WRITTEN TASK >> For the copy, please give all of the data again exactly and leave the pictures out.

===== DATA PROVIDED

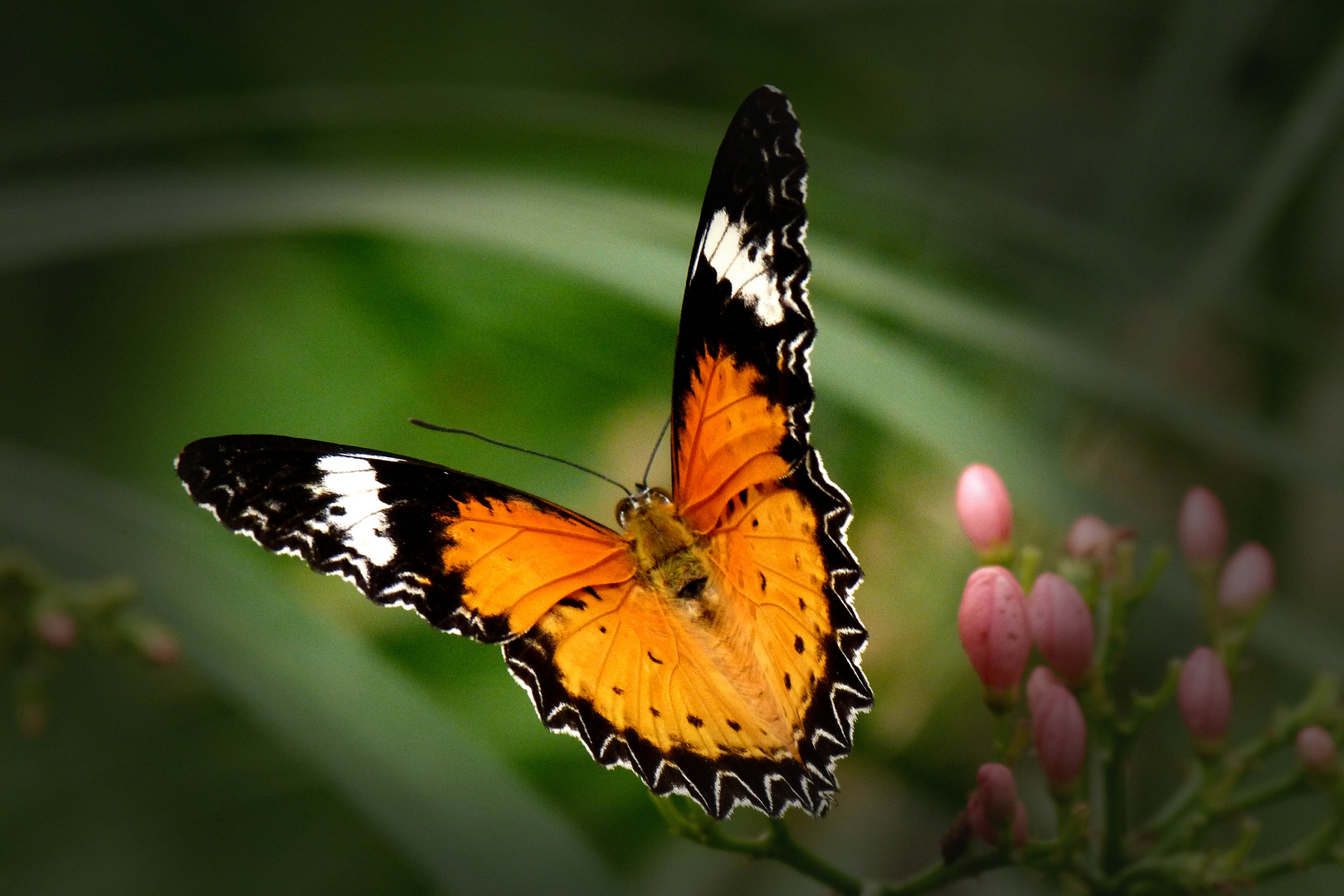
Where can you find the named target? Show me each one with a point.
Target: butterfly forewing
(470, 555)
(745, 473)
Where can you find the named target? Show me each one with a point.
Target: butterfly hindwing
(470, 555)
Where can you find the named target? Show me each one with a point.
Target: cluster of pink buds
(1068, 627)
(1064, 631)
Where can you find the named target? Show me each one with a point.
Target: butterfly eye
(622, 511)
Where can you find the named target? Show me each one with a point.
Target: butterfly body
(710, 645)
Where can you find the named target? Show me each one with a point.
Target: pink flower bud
(993, 627)
(997, 793)
(1059, 733)
(1060, 625)
(56, 629)
(1248, 577)
(984, 507)
(1038, 688)
(990, 833)
(1316, 750)
(1205, 694)
(1089, 539)
(1202, 527)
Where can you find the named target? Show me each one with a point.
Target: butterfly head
(647, 500)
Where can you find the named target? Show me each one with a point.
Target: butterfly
(711, 644)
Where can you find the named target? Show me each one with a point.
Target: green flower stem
(777, 844)
(1114, 822)
(940, 874)
(1029, 566)
(1144, 705)
(1287, 785)
(780, 845)
(1315, 848)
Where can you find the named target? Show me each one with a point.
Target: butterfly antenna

==========

PROBLEM SOLUTION >>
Where can you find the named target? Show me each one with a point.
Target: butterfly forewing
(470, 555)
(745, 473)
Where can you find the named target? Show me each one with a point.
Target: butterfly hindwing
(470, 555)
Where can you find the named target? Show me each one with a point.
Target: cluster of pink buds
(1068, 627)
(1064, 631)
Where can you find the named target? Show me each one with a point.
Target: butterfly eye
(622, 511)
Where can you find the named target? Show me each one with a point.
Target: butterfly body
(710, 645)
Where can you find the named target? Show me each one with a point.
Target: pink flower bud
(993, 627)
(997, 793)
(1059, 733)
(1060, 625)
(56, 629)
(1248, 577)
(984, 507)
(1038, 688)
(990, 833)
(1316, 750)
(1205, 694)
(1089, 539)
(1202, 527)
Where can you find the named target? Show me each one with a point.
Target: butterfly head
(647, 500)
Where can you find the named target? Show me each one with a point.
Target: butterfly
(711, 644)
Where can you find the named target? Show me each one with a point.
Target: green flower stem
(777, 844)
(1114, 822)
(940, 874)
(1029, 566)
(1144, 705)
(1287, 785)
(780, 845)
(1315, 848)
Where can you find the named target? Show me each one with a point.
Target: butterfly antenna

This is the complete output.